*Exercise tasks*.
1. From the passage about Lord Berners, return everything from "My dear friend" down to "work ever undertaken.".
2. Put this sentence from the passage about Lord Berners into Spanish: "Emmeline, niece of the head of an Oxford college, had been told that war meant destruction."

━━━━━ Text section

My dear friend Gerald, Lord Berners, died in 1950. I thought that not more than half a dozen people remembered him. But the centenary of his birth has brought him back into attention. There have been concerts of his music, performances of his ballets and an exhibition devoted to his life on the fifth floor of the Festival Hall. His two best books have been reprinted in paperback: First Childhood, the first part of his autobiography, and Far from the Madding War, the best novel written about the Second World War, at any rate in Oxford. This last contains that inspired feature, Emmeline’s war work. Emmeline, niece of the head of an Oxford college, had been told that war meant destruction. She bought a priceless 15th-century tapestry, set it up on a frame and unpicked a piece of it every day – the only rational piece of war work ever undertaken.

━━━━━━━━━━
━━━━━ Dataset content

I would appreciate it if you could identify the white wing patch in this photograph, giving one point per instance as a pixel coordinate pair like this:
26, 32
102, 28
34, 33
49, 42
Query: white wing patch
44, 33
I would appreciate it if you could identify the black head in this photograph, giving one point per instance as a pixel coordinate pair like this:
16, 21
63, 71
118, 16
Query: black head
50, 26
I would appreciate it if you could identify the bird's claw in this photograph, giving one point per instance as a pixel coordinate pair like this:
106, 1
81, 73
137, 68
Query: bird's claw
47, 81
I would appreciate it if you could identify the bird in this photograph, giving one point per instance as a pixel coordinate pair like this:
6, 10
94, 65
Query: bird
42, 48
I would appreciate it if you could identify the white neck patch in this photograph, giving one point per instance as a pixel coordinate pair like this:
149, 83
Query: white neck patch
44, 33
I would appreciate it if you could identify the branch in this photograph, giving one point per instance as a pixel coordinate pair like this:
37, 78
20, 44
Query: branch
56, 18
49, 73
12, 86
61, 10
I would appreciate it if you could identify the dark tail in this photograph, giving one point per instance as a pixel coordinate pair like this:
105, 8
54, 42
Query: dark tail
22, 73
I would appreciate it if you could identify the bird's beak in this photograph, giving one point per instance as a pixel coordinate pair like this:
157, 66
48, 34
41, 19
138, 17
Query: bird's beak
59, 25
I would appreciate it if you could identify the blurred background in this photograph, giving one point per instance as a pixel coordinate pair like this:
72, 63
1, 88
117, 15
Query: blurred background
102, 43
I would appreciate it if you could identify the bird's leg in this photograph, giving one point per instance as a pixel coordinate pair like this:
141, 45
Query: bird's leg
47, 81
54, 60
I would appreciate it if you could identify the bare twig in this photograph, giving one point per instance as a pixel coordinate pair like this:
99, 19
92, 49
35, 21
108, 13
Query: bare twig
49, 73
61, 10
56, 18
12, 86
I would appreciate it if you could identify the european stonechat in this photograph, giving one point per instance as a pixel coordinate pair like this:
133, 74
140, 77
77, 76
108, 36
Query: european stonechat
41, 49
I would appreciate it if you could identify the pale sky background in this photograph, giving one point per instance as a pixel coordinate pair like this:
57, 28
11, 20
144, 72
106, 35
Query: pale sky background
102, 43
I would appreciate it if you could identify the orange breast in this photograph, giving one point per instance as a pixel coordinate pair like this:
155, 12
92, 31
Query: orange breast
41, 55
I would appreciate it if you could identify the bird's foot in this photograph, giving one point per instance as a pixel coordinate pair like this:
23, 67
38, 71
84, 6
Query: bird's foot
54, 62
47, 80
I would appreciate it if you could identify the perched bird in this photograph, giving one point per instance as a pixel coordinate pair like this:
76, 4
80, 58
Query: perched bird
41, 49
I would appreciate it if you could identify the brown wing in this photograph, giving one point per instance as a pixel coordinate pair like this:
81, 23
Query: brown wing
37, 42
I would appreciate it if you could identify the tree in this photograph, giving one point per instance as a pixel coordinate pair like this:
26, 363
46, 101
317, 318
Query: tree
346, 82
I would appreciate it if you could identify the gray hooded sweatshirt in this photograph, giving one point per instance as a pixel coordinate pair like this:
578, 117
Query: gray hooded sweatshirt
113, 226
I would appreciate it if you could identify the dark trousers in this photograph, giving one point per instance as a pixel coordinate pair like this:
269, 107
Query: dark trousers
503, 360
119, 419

━━━━━━━━━━

*Task responses*.
1.
My dear friend Gerald, Lord Berners, died in 1950. I thought that not more than half a dozen people remembered him. But the centenary of his birth has brought him back into attention. There have been concerts of his music, performances of his ballets and an exhibition devoted to his life on the fifth floor of the Festival Hall. His two best books have been reprinted in paperback: First Childhood, the first part of his autobiography, and Far from the Madding War, the best novel written about the Second World War, at any rate in Oxford. This last contains that inspired feature, Emmeline’s war work. Emmeline, niece of the head of an Oxford college, had been told that war meant destruction. She bought a priceless 15th-century tapestry, set it up on a frame and unpicked a piece of it every day – the only rational piece of war work ever undertaken.

2. A Emmeline, sobrina del director de un colegio de Oxford, le habían dicho que la guerra significaba destrucción.